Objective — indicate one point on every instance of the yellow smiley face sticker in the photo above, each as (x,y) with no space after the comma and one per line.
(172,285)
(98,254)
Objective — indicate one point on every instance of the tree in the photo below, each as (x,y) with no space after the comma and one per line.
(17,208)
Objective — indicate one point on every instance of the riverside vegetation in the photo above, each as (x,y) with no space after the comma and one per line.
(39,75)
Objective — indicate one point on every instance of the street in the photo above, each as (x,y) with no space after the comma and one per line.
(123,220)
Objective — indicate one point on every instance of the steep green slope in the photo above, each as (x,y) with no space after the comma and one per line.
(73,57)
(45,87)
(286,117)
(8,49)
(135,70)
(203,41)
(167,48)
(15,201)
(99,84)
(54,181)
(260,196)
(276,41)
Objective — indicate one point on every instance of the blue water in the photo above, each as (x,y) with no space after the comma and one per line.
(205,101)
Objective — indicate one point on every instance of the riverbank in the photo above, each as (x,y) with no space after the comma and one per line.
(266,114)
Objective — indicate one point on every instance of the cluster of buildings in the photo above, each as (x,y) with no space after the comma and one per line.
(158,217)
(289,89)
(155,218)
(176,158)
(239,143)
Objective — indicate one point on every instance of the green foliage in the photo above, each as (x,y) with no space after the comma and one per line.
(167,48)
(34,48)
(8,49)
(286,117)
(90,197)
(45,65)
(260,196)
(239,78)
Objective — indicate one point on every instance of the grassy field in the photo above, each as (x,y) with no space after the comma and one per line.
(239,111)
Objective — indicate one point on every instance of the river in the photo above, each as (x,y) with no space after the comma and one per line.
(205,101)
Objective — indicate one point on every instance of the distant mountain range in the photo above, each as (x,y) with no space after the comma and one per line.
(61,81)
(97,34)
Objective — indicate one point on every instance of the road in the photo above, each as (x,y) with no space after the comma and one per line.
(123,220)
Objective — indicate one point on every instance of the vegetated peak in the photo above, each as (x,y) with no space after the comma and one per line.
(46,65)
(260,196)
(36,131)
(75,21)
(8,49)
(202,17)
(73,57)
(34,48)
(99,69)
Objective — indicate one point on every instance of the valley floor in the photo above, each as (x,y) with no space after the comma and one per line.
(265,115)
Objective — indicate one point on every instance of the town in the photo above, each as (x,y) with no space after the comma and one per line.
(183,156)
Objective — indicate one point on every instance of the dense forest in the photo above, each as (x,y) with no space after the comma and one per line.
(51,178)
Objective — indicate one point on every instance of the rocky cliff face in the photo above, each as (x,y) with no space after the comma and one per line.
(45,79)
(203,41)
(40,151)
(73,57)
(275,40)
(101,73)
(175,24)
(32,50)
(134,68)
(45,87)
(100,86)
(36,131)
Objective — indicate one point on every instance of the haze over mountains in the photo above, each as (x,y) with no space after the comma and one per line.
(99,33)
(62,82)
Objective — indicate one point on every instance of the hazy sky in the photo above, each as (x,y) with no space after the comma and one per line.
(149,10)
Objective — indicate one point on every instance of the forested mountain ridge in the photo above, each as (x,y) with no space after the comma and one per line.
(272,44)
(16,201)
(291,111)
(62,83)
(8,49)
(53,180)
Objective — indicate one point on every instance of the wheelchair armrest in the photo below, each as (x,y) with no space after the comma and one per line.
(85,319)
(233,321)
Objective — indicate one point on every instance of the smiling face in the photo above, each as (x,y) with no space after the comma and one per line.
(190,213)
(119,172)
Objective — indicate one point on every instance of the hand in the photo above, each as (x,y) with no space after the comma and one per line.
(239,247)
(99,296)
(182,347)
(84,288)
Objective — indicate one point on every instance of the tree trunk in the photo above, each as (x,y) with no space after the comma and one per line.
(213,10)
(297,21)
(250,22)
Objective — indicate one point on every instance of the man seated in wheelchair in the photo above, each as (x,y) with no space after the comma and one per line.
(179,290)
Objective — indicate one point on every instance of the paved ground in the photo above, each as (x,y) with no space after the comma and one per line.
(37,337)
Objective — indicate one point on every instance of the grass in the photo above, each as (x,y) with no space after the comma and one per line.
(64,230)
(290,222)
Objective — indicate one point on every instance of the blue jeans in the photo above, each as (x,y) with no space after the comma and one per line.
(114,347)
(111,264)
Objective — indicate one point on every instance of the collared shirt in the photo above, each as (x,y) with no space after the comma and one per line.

**What is asked**
Restate word for word the lines from the one holding "Objective — indicate one point on every instance of the man" to the end of the listing, both ends included, and nothing more.

**Exercise result**
Objective — indicate one point on every instance of the man seated in wheelchair in the photo above, each as (x,y) with no space after the comma and one per line.
(179,290)
Objective — indicate one point on every instance of the paved ground in the photo above, each as (x,y) with no space after the comma and one per line.
(37,337)
Objective — indicate one point on every instance of the grass in the photo above, each as (x,y) with no space after the comma and one per line.
(64,230)
(290,222)
Objective — indicate one point on every instance of the blue jeans in the photo above, each as (x,y) with no space after the comma and one per line.
(114,347)
(111,264)
Objective — indicate one point on every instance of the collared shirt in the photo above, each as (x,y) with no space after the comma and one per line.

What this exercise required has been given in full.